Each record must be printed again exactly as it appears.

Records from a data collection:

———

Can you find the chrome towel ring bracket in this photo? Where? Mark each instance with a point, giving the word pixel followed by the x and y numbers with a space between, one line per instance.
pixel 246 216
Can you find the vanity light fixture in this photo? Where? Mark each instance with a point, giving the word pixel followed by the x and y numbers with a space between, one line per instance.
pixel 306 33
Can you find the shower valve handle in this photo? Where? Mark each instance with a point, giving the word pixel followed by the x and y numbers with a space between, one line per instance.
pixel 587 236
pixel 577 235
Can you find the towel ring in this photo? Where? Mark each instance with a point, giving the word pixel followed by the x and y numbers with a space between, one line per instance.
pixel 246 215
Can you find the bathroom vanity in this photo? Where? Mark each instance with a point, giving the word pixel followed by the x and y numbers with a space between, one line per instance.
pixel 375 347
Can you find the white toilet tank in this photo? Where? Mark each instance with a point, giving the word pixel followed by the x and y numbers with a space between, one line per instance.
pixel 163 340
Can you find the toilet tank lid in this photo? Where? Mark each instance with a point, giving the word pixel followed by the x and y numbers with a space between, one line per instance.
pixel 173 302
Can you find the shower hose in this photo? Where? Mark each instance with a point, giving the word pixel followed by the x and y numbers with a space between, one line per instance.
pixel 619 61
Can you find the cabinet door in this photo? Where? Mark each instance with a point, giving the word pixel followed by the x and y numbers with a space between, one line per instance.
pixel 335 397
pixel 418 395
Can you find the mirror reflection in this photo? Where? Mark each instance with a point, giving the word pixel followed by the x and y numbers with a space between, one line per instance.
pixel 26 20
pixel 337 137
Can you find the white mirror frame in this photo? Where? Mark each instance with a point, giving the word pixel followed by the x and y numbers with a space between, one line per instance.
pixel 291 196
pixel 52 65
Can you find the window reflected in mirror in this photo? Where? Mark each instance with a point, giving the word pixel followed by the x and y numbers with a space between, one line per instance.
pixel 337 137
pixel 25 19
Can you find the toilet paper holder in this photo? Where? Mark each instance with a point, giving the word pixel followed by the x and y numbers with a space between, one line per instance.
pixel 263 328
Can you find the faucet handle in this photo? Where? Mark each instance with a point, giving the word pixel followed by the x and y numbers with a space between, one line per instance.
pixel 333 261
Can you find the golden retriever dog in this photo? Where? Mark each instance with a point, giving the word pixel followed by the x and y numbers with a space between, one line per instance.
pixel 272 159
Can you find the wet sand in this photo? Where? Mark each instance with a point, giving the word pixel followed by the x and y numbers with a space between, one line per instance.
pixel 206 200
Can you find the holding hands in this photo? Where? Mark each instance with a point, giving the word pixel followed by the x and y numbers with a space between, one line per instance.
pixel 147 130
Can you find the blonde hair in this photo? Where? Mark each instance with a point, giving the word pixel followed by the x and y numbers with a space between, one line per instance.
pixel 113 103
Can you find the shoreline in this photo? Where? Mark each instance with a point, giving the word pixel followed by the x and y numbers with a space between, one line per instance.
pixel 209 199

———

Solved exercise:
Can you find the chrome towel ring bracket in this photo? Where? Mark each instance with a point, giving the word pixel followed by the x and y numbers with a space between, one line per instance.
pixel 246 216
Can you find the vanity light fixture in this photo? Where? Mark each instance with a point, giving the word pixel followed by the x and y numbers with a space between, one line per instance.
pixel 306 33
Can you find the shower valve handle in this photo? Where? Mark each instance with a point, giving the word pixel followed by the x and y numbers with a space between, one line per instance.
pixel 587 236
pixel 577 235
Can you find the towel ring in this photo? Where? Mark each instance with a point, giving the word pixel followed by the x and y numbers with a space between, one line per instance.
pixel 246 215
Can you find the bathroom vanity in this photo? Where? Mark each instance with a point, giving the word pixel followed by the x and y numbers with a space between, one line per instance.
pixel 375 347
Can you find the white toilet tank in this photo? Where? Mark each instance with a point, giving the word pixel followed by the x and y numbers with a space between, one line per instance.
pixel 163 340
Can you find the toilet tank lid in this photo? Where? Mark each instance with a point, giving the word pixel followed by the x and y numbers with a space between, one line per instance.
pixel 173 302
Can you find the shower hose in this photo? Where? Mark each instance with a point, giving the word pixel followed by the x and y numbers with a space between, one line per instance.
pixel 619 61
Can you find the cabinet door in this photo? Where? Mark each instance with a point, giving the word pixel followed by the x and y numbers with a space between, one line per instance.
pixel 335 397
pixel 418 395
Can you find the mirror reflection in this photo? Where? Mark each instance with a point, giving the word pixel followed by the x and y numbers with a space between, one line per instance.
pixel 26 20
pixel 337 137
Can you find the white mirror frame in this photo? Where? Mark each instance with a point, giving the word pixel followed by the x and y numbers with a space between, one line per instance.
pixel 291 196
pixel 52 65
Can you find the window reflected in mirror in this photo? Where? Mark each instance with a point, giving the word pixel followed by the x and y numbers with a space between, one line per instance.
pixel 337 137
pixel 25 19
Can you find the toilet paper holder in this photo? Where? Mark each instance with a point, giving the word pixel followed by the x and y numbers with a space between, one line per instance.
pixel 263 328
Can you find the faucet handle in this photo? Where? Mark each instance with a point, giving the word pixel followed by the x and y numbers with a space between, one line per instance.
pixel 333 261
Can you find the golden retriever dog in this photo? Where? Mark each instance with a point, giving the word pixel followed by the x and y numbers with a space between, one line per instance.
pixel 272 159
Can you find the wet sand in this photo? Where? Mark each instance with a point, giving the word pixel followed by the x and y numbers with a space between, one line per instance.
pixel 206 200
Can you find the holding hands in this photo? Where? Mark each instance with a point, giving the word pixel followed by the x and y numbers with a space between, one line per instance.
pixel 147 130
Can you find the blonde hair in this photo? Where? Mark each instance with a point, giving the word pixel followed by the x and y numbers with a space between, one line per instance.
pixel 113 103
Can you find the shoreline in this photo? Where? Mark each instance with a point, giving the word pixel followed by the x and y numbers with a space between, one line per instance.
pixel 209 199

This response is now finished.